#### What this task involves
Copy each of the following items verbatim, keeping every line and character unchanged.

#### Extracted information
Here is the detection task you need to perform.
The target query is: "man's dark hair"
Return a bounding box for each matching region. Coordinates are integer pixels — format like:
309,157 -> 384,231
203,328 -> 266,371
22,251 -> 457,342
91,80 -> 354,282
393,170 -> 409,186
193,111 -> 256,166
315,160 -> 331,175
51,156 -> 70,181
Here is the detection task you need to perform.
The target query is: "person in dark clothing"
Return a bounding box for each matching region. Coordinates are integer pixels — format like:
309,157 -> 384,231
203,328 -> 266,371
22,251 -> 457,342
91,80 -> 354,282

#### Output of the task
Here is the detection task you need to perform.
The target query is: "man's dark hair"
Return a bounding box for each matching region. Coordinates are integer pixels — format like:
309,157 -> 384,231
203,328 -> 266,371
22,251 -> 457,342
91,80 -> 354,282
393,170 -> 409,186
193,111 -> 256,166
315,160 -> 331,175
51,156 -> 70,181
Here is the detection task you need to perform.
The target query is: "person in dark clothing"
Return a bounding box for each matching region. Coordinates are integer pixels — format like:
309,157 -> 384,231
203,328 -> 266,371
22,251 -> 457,342
91,80 -> 354,282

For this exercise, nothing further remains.